>> BEGIN The data

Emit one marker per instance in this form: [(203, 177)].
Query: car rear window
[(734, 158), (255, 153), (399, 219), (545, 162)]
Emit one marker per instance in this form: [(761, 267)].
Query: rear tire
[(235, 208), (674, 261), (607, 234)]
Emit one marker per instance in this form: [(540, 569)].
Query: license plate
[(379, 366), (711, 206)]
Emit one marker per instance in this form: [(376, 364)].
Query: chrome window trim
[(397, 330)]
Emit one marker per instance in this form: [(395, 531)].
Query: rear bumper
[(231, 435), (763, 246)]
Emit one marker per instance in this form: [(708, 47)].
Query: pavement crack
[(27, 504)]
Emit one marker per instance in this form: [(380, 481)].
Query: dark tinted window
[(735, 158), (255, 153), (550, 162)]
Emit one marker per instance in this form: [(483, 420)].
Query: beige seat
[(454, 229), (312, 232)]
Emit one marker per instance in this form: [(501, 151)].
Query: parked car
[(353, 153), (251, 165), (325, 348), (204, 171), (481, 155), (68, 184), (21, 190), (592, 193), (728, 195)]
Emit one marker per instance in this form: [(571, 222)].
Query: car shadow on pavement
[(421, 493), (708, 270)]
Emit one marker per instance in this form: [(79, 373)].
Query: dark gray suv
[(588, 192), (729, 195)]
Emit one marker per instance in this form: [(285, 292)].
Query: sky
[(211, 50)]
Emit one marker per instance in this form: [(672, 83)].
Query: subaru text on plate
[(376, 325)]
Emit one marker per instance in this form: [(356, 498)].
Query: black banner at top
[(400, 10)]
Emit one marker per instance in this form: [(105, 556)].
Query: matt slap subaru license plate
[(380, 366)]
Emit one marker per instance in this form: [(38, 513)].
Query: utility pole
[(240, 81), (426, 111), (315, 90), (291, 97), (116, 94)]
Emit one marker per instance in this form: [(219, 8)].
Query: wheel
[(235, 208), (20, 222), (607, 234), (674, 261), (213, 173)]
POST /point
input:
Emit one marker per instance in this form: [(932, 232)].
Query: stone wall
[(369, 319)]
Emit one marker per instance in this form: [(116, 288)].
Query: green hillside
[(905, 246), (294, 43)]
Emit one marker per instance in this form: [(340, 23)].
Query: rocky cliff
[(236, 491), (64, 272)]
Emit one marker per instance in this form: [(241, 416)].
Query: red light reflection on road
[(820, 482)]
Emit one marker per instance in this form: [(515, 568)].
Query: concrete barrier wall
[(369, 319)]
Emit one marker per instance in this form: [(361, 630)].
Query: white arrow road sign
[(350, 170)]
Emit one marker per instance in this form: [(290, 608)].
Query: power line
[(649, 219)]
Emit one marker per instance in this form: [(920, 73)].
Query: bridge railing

>> END The data

Copy all of the data above verbatim, line for line, with nothing added or left out.

Emit one marker per instance in this form: [(203, 177)].
Query: car rear window
[(734, 158), (255, 153), (399, 219), (545, 162)]
Emit one marker per instance in this form: [(761, 267)].
Query: rear tire
[(235, 208), (674, 261), (607, 234)]
Emit one marker per instance in this form: [(540, 569)].
Query: license plate
[(379, 366), (711, 206)]
Emit one marker per instance in this form: [(376, 364)].
Query: chrome window trim
[(397, 330)]
Emit one marker per instance in this form: [(395, 531)].
Query: rear bumper
[(231, 435), (763, 246)]
Emit one marker per instance in this form: [(708, 47)].
Query: pavement crack
[(27, 504)]
Emit one marker per instance in this form: [(380, 481)].
Query: dark tinted window
[(735, 158), (255, 153), (550, 162)]
Emit one marker per instance in this form: [(483, 420)].
Query: beige seat
[(454, 229), (312, 232)]
Emit one marker per instance in this form: [(501, 151)].
Query: parked car
[(353, 153), (251, 165), (325, 348), (204, 171), (481, 155), (68, 184), (21, 190), (592, 193), (728, 195)]
Emit one marker per instance in this form: [(571, 222)].
Query: car shadow on pavement
[(421, 493), (708, 270)]
Emit one marker per instance in this form: [(79, 373)].
Query: dark gray suv
[(588, 192), (729, 195)]
Emit one marker per instance in this form: [(285, 292)].
Query: sky
[(211, 50)]
Emit one marker per instance in this form: [(672, 83)].
Query: subaru text on plate
[(376, 325)]
Emit one marker per instance in this form: [(356, 498)].
Query: black banner at top
[(400, 10)]
Emit one marker per instance in this form: [(105, 556)].
Query: matt slap subaru license plate
[(380, 366)]
Emit one marker per instance in this form: [(38, 513)].
Query: utility pole
[(240, 81), (426, 111), (315, 90), (291, 97), (116, 94)]
Emit one marker per instance in this form: [(219, 8)].
Query: wheel
[(235, 208), (20, 222), (607, 234), (674, 261), (213, 173)]
POST /point
input:
Emit one marker per instance in this form: [(932, 232)].
Query: stone wall
[(369, 319)]
Emit one marker per instance in this form: [(116, 288)].
Query: green hillside
[(905, 246), (294, 43)]
Emit one marker per instance in this form: [(340, 23)].
Query: rocky cliff
[(236, 491), (64, 272)]
Emit one marker per instance in this form: [(241, 416)].
Query: red light reflection on road
[(820, 482)]
Emit one marker per instance in this form: [(515, 568)].
Query: concrete barrier wall
[(369, 319)]
Emit one marker per instance in this form: [(361, 630)].
Query: white arrow road sign
[(350, 170)]
Emit one marker per instance in this form: [(290, 608)].
Query: power line
[(649, 219)]
Emit one marker per instance in this form: [(920, 73)].
Query: bridge railing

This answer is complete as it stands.